*Stated problem*
Select and copy every line of the material below that contains the string "worker". Treat the match as case-sensitive.

*Recorded data*
◇ ◇ ◇ ◇ ◇
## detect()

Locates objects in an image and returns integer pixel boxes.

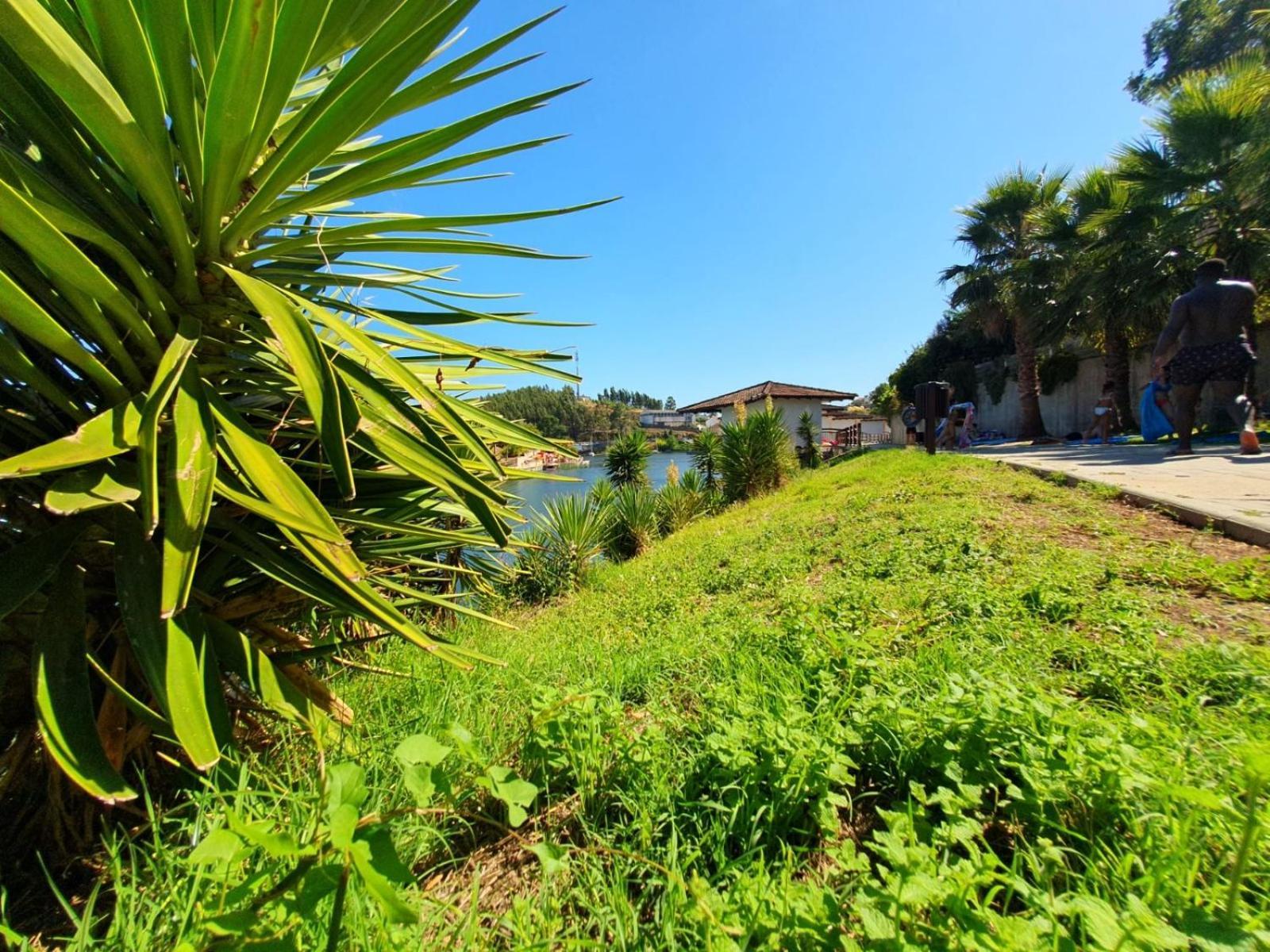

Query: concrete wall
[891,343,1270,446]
◇ ◇ ◇ ◇ ◇
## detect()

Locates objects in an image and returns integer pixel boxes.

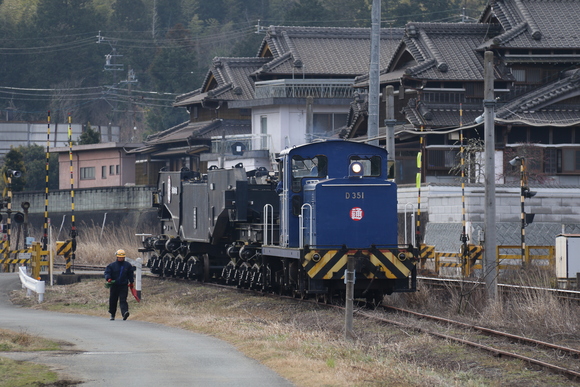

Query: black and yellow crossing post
◇ ◇ ◇ ◇ ◇
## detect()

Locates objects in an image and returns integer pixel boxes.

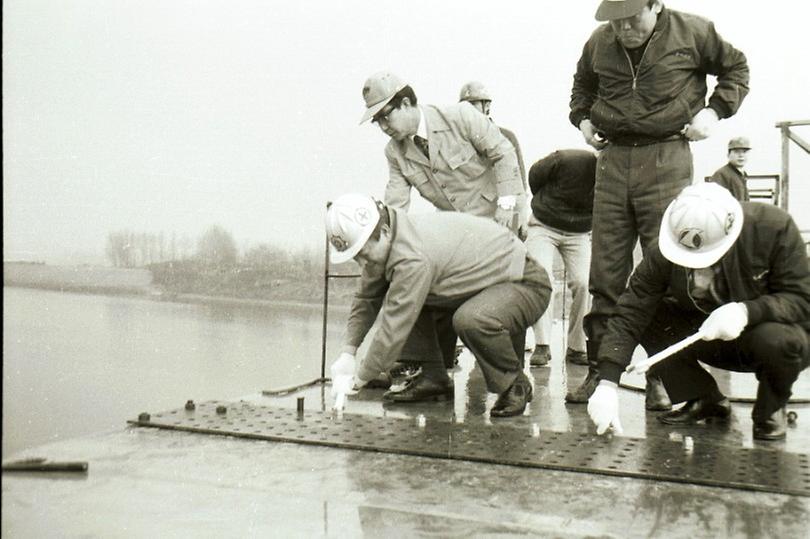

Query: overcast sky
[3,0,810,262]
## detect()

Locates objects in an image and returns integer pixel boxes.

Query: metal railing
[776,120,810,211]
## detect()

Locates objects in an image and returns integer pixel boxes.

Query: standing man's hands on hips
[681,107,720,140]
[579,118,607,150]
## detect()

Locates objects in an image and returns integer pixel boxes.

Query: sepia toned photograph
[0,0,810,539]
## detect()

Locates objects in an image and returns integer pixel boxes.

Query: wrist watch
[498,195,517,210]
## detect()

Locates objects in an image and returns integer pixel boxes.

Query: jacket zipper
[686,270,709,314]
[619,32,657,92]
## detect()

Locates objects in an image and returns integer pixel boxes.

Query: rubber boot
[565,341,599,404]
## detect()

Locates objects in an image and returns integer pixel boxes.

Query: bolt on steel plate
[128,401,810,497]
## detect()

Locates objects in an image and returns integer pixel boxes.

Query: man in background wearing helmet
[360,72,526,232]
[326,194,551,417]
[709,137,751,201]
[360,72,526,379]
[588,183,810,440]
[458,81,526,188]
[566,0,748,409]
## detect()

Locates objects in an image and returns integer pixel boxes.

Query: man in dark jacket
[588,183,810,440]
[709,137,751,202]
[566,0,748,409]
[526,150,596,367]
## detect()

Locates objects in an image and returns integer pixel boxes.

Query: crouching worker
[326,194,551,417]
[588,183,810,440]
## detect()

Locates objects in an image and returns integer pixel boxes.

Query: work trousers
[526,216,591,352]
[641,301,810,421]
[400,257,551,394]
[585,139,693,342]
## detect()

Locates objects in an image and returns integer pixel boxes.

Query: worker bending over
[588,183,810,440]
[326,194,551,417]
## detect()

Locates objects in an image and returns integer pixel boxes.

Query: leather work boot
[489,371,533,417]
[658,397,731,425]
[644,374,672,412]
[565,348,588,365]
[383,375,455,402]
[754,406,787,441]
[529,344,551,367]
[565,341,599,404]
◇ ◇ ◇ ◇ ◇
*Complete output*
Query: crouching worker
Query: worker bending over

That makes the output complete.